**Input records**
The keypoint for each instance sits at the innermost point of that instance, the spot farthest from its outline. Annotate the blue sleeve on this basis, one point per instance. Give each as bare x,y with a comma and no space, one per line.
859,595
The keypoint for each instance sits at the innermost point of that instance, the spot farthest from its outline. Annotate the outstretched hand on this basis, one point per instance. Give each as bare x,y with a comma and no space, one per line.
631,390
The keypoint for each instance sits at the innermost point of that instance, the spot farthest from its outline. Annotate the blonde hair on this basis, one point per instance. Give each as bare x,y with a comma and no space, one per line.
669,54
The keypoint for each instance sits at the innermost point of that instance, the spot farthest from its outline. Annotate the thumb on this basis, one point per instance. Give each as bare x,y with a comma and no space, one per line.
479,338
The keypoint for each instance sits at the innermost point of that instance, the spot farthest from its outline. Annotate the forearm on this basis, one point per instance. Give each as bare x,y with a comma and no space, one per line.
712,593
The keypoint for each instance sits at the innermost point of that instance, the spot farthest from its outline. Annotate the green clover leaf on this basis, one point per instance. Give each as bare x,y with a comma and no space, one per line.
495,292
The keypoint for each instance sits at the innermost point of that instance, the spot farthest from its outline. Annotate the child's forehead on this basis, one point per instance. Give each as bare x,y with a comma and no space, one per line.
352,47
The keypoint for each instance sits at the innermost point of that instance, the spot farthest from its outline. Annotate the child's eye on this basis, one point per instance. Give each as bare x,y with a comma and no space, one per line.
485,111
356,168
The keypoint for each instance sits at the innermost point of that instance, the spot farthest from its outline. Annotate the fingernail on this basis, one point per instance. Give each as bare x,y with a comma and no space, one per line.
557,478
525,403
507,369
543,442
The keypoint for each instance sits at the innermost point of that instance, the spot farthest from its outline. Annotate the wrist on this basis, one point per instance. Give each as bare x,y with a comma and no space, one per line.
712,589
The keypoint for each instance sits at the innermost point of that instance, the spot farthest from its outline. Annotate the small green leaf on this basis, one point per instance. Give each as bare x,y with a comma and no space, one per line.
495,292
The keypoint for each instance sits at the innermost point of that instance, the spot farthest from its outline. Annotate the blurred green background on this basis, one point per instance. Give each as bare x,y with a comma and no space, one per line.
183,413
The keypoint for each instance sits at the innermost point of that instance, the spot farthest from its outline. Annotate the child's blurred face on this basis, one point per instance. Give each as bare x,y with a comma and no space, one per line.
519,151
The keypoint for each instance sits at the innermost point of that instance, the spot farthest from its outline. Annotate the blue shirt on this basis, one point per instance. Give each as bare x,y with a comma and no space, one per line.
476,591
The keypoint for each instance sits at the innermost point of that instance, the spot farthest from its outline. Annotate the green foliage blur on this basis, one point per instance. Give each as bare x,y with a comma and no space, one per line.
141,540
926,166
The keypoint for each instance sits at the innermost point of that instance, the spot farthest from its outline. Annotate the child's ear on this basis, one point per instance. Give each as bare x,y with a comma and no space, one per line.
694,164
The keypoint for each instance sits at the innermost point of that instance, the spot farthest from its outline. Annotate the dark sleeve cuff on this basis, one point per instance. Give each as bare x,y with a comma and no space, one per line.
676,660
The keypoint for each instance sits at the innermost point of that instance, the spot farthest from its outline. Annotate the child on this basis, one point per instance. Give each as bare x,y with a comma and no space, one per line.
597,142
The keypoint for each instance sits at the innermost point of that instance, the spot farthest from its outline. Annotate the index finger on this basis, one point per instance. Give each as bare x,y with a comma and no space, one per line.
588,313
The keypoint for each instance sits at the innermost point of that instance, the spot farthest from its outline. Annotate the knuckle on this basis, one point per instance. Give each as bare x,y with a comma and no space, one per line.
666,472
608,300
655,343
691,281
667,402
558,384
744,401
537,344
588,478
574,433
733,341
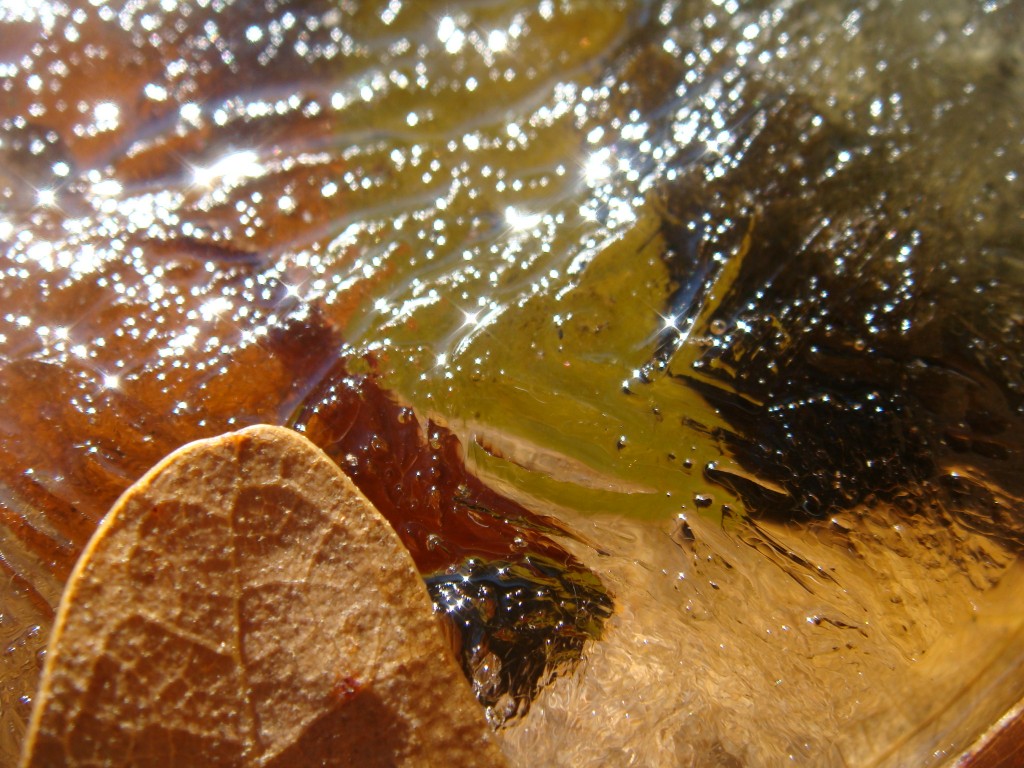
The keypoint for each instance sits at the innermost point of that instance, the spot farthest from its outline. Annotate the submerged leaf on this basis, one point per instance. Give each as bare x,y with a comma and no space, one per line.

**Exercise**
Rewrite every row above, replacing "innermost point" with "deepest interior point" and leaving everything else unchanged. Leave out the pictures.

**Output**
The keypoint for each instance sits at the deepest interior point of that instance, the spot farthest from its outline. Annotate the blue sleeve on this basis, one point per instance. Give each as bare x,y with a comma and no space, one per line.
859,595
The keypoint for each instance sits at the deepest interior point of that instance, the spot farthest from its outline. Annotate the outstretched hand on this basis, one point per instance. Give each as bare x,y with a comma and no space, one per line.
631,390
The keypoint for each instance sits at the deepest interior point of that instance, the spot farthest from its outline. Annotate the blonde hair on this basis, one point per instance. Give each as bare x,y with a comma and no space, one per line.
669,54
The keypoint for each instance sits at the deepest interior point of that instance, the spot farthest from its outline. Annotate the thumb on this basis, one point per instance. Give each as bare x,y with a comma and no space, one per line.
479,338
The keypoint for each instance sits at the deepest interior point of that instance, the spot farthest from its outline. Annotate the forearm on this basis, one point per instance. Give each as bare x,y with a comma and no space, one per line.
712,593
The keypoint for each instance sits at the deepest interior point of that instance, the spot farthest from its outline. Annotate the green clover leaf on this basis, one point per instance. Give each as bare x,y with a comma and no space, one per line.
495,292
The keypoint for each instance sits at the deepest interior point of that instance, the spot farthest from its outline. Annotate the child's forehead on this basis, one point per instance. Give each as bare x,y with a comma and no space, one per line.
352,47
The keypoint for each instance sits at the deepest interior point of that instance, the spot farthest from its outline. Annotate the child's eye on this basis, one point per instance. Give each as bare x,y with a comma and no space, one per line.
485,111
356,168
The keypoint for each instance sits at the deepest interior point of that instance, the spot farthest from its outline. Annotate the fingernail on this basis, one point per instance. Give each as bare x,y with a comma and no space, one per line.
557,478
525,403
507,369
543,442
The keypoint for each instance sits at the deepest interior point of that instance, the spot farthest from its outline. Annotate the wrist on this basis, one point per instance. Give each as bare x,y with a comma and no space, one per line.
712,589
The keypoint for each instance sits at the deepest interior point of that instance, the spot farthest from its outline. Annotate the small green leaf on this basis, one point per instance. Give each as bare x,y with a comma and no space, one per line.
495,292
The keypoint for each instance sits at the deepest interior point of that instance, the spot farthest from its outline. Annotate the blurred green background on this basis, one point per instance. Give each as bare x,y with a comma and no space, one per line.
183,413
The keypoint for each instance sits at the deepest interior point of that instance, the spot farthest from its outline. Annotate the child's blurred face on this basis, one point per instance. Give each as bare x,y with a comma and no space, one per line.
519,151
The keypoint for each instance sits at the deepest interior point of that instance, the spot farthest from its outline. Annotate the blue shirt on this basis, one point per instance. Give each as bare x,y with a comma and no space, one per line.
476,591
The keypoint for each instance sits at the deepest interior point of that instance, the spot farthest from its outline. Annotate the green foliage blur on this basis, one point per instance. Give each as bare x,y with a comma and no space, one per line.
141,540
926,166
The keypoint for each instance sits at the deepest interior point of that instance, the spot farthest from its outline. Annotate the child's ear on this basis, one point per instance. Give each as bare x,y with a comma and no space, one per line.
694,164
The keypoint for each instance sits at the deepest interior point of that instance, the spot farthest from its outline. Annotate the dark sleeve cuff on this basis, one point per instance. Give each as bare x,y with a comma and no space, one per line.
676,660
The keypoint for each instance sits at the deepest interior point of that instance, the spot farthest from its outline. Annotate the child on this basis, one point per instance. Give each as bare x,y with a comma and no space, one per line.
597,142
The keypoint for each instance sits at the deepest interior point of that instance, the spot farthest from its outline. Annotate the index finger on this basis, one point per instance. Give each as bare x,y with a comma and no space, one per line.
588,313
The keypoint for each instance sits at the deepest interior point of that instance, the spot farthest from its outline. Annotate the knuckle on this basis, one point per instance. Give each as bare x,y with a comma and no space, one per line.
666,472
608,300
655,343
691,281
667,402
558,384
744,401
537,344
588,478
574,433
733,341
The keypoint for each instance sits at the deepest interior point of that instance, the spot farthest from its outline. Annotate the submerged leaf on this basis, one point per instance. Give each as bare x,y with a comma and no space, one per line.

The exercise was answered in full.